- [Data]
•••••

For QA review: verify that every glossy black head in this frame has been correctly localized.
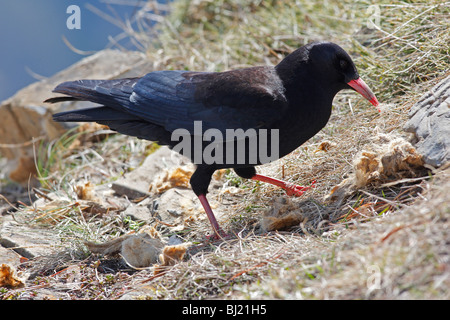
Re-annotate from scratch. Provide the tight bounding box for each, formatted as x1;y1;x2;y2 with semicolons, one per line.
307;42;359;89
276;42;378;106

•••••

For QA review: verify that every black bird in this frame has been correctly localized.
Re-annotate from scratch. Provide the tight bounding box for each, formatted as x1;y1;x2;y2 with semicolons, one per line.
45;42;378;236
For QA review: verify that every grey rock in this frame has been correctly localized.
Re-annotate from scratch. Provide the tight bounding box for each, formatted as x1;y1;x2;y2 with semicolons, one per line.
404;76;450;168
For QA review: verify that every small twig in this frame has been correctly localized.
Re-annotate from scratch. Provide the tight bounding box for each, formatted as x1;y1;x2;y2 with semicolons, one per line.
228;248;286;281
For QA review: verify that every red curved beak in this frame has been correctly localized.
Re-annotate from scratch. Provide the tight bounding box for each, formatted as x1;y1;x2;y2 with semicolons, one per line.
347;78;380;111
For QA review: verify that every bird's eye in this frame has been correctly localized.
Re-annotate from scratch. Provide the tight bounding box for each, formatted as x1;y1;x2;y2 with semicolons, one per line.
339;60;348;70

•••••

- [Set task] Put everything from the line containing "For QA review: verify that every glossy" down to the line containing "276;42;378;106" into a Markdown table with the columns Row and Line. Skip any blank lines, and leave the picture out.

- [Answer for the task]
| Row | Line |
|---|---|
| 1 | For QA review: verify that every glossy black head in this frame has been correctly localized. |
| 2 | Re-annotate from scratch. Provide the tight bounding box for each, formatted as x1;y1;x2;y2 with semicolons, one per line. |
| 3 | 307;42;359;89 |
| 4 | 276;42;378;106 |